━━━ Extrait du document

Mohamed Salah Ben Ammar: Seule l’initiative de l'UGTT pourra aider le pays à sortir de l’ornière
Le 02 mai le philosophe, anthropologue et islamologue Youssef Seddik déclarait sur l’une des chaines radios nationales «Depuis ma jeunesse je n’ai jamais vécu dans un tel climat. On n’y comprend rien. C’est une situation sans précédent…» Avant d’ajouter les gouvernants disent que nous sommes sur le bon chemin or le monde entier, les organismes internationaux autour de nous disent le contraire et nous-mêmes au fond de nous, nous avons la conviction qu'ils disent vrai.
Cette réflexion reflète la profonde cassure qu’on observe actuellement dans notre société tunisienne. Partout s’opposent ceux qui croient au processus en cours et ceux qui le rejettent. Certes, c’est dans l’air du temps et nous ne sommes pas le seul pays au monde à être victime de ce type de situation, le Brésil, les USA et d'autres pays le vivent, mais il faut le reconnaitre, arriver à diviser à ce point toutes les structures du pays est une prouesse que personne n’a jamais réussie en Tunisie. Organisations, syndicales, patronales, associations, partis politiques, médias aucun secteur n’a échappé à la division. Nous ne pouvons pas nous permettre ce luxe.
Mais au fait savons-nous vraiment ce qui nous oppose? Une idéologie? La politique adoptée? L’action gouvernementale? Les orientations économiques choisies? Les personnes? La tonalité de leurs discours? Notre détestation d’un passé récent opportunément appelé «décennie noire»? De l’existence même de certains partis politiques pour ne pas les nommer? La soif de revanche?
Autant, nous sommes d’accord sur le fait que le pays traverse une de ses pires crises depuis l’indépendance, autant nous n’arrivons pas à nous mettre d’accord sur les causes de cette crise et encore moins sur les voies à suivre pour la résoudre.
Un bilan impartial et exhaustif aurait été plus constructif que cette lente et lassante litanie que nous subissons régulièrement. Ainsi nous avons droit à un chapelet d’accusations qui nous ont été égrenées au fil du temps et des discours. Les lois ont été qualifiées de lois scélérates, la constitution de 2014 bien évidement la cause de tous nos malheurs, des individus malfaisants ont ruiné notre économie, la corruption est organisée par des cartels, les forces du mal rongent le pays, les ennemis de l’intérieur complotent avec les puissances étrangères, les institutions financières internationales veulent nous ruiner… On a tiré à tout va sur toutes les cibles potentielles avec parfois des omissions pas toujours innocentes. Tout n'est pas faux mais là où le bât blesse est que ce discours qui rassure le « bon peuple » n'est pas accompagné de propositions crédibles mais plutôt de chimères.

━━━━━━
━━━ Données extraites

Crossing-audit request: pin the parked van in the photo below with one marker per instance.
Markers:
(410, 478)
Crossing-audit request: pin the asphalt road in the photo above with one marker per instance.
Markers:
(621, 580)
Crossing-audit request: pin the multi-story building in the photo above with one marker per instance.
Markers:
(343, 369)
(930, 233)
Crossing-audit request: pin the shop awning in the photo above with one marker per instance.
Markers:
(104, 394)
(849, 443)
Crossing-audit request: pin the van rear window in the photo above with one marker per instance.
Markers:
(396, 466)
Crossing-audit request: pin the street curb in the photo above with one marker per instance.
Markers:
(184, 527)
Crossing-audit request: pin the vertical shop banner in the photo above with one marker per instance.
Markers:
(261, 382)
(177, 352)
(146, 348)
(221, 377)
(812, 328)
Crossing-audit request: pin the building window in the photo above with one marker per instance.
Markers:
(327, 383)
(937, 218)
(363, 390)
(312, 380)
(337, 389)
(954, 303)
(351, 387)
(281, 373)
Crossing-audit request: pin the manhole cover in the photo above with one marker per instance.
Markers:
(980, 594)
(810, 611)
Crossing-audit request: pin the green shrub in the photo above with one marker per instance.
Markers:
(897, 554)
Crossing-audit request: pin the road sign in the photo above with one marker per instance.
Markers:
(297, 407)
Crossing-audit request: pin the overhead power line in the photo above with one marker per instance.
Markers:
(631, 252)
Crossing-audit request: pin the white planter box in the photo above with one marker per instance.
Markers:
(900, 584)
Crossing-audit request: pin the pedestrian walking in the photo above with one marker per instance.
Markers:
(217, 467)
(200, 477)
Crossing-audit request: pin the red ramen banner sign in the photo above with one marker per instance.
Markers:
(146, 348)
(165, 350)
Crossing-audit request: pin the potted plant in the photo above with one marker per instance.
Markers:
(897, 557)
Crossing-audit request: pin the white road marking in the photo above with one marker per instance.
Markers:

━━━━━━

Consignes:
1) D'après l'extrait du document, à quelle date Youssef Seddik s'est-il exprimé sur l'une des chaînes radio nationales ?
2) Reproduisez sans modification, dans l'extrait du document, tout le passage depuis « Mohamed Salah Ben » jusqu'à « qu'ils disent vrai. ».
3) Énumérez tous les pays nommés dans l'extrait du document.

Réponses:
1) Le 02 mai.

2)
Mohamed Salah Ben Ammar: Seule l’initiative de l'UGTT pourra aider le pays à sortir de l’ornière
Le 02 mai le philosophe, anthropologue et islamologue Youssef Seddik déclarait sur l’une des chaines radios nationales «Depuis ma jeunesse je n’ai jamais vécu dans un tel climat. On n’y comprend rien. C’est une situation sans précédent…» Avant d’ajouter les gouvernants disent que nous sommes sur le bon chemin or le monde entier, les organismes internationaux autour de nous disent le contraire et nous-mêmes au fond de nous, nous avons la conviction qu'ils disent vrai.

3) La Tunisie, le Brésil, les USA.